**What this task involves:**
Copy every line of the listing below word for word, without changing anything.

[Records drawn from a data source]
↓↓↓

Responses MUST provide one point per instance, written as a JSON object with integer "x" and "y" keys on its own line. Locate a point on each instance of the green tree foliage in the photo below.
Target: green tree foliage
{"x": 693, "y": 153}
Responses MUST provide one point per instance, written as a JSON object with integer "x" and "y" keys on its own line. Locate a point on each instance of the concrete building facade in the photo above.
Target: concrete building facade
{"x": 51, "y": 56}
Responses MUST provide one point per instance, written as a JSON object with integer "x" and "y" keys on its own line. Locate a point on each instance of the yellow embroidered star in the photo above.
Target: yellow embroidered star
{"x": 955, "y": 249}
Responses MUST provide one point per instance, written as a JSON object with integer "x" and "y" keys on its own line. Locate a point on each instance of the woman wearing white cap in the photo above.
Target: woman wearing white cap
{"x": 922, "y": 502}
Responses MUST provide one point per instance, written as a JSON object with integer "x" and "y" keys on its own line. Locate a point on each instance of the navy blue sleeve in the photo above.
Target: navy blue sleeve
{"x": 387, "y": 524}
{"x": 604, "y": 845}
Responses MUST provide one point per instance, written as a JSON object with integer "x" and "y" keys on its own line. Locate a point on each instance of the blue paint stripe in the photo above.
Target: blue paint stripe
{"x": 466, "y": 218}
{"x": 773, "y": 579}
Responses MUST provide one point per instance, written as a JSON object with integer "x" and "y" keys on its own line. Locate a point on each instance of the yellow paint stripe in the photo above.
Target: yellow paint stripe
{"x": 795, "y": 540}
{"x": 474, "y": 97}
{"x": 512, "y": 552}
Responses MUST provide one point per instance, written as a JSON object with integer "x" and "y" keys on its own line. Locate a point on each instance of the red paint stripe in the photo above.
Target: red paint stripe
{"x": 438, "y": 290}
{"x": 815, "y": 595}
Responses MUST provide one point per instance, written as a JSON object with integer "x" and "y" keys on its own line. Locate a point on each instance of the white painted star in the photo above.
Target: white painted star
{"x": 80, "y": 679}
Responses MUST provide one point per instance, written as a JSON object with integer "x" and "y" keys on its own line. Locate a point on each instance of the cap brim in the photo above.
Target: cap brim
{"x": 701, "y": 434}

↑↑↑

**Answer to the exercise:**
Responses MUST provide one point per instance, written as a JSON object with integer "x" and "y" keys on its own line. Locate a point on each instance of the green tree foliage in the photo below.
Target: green tree foliage
{"x": 693, "y": 153}
Responses MUST provide one point per instance, written as a JSON object with integer "x" and "y" keys on its own line. Locate a point on each instance of the concrete building facade in the photo above.
Target: concrete building facade
{"x": 51, "y": 56}
Responses MUST provide one point per instance, written as a JSON object with integer "x" and "y" keys on its own line. Locate a point on each instance of the yellow embroidered star in the photo above.
Target: yellow embroidered star
{"x": 955, "y": 249}
Responses MUST provide one point per instance, written as a JSON object with integer "x" and "y" keys on its own line. Locate a point on each instance of the woman wearing white cap in the photo above.
Target: woman wearing white cap
{"x": 922, "y": 502}
Responses MUST provide one point per instance, written as a JSON object with integer "x" and "y" keys on its own line. Locate a point on each instance of the navy blue sleeve in the photo above.
Target: navy blue sleeve
{"x": 387, "y": 524}
{"x": 604, "y": 845}
Responses MUST provide one point per instance, written as a JSON object with integer "x" and "y" keys on its own line. Locate a point on each instance of the blue paint stripe in the photo above.
Target: blue paint stripe
{"x": 466, "y": 218}
{"x": 773, "y": 579}
Responses MUST provide one point per instance, written as a JSON object with integer "x" and "y" keys on its own line. Locate a point on each instance of the yellow paint stripe in the photo above.
Target: yellow paint stripe
{"x": 795, "y": 540}
{"x": 474, "y": 97}
{"x": 512, "y": 552}
Responses MUST provide one point per instance, written as a JSON object with integer "x" and "y" keys on its own line. Locate a point on each instance of the red paint stripe in the photo above.
Target: red paint stripe
{"x": 438, "y": 290}
{"x": 815, "y": 595}
Responses MUST provide one point per instance, written as a JSON object with integer "x" and "y" keys on its own line. Locate a point on each instance of the white painted star in the photo above.
Target: white painted star
{"x": 80, "y": 679}
Responses MUST provide one point per instance, written as a JSON object with integer "x" and "y" keys on its own line. Locate a point on each instance of the cap brim in the photo above.
Target: cap brim
{"x": 701, "y": 434}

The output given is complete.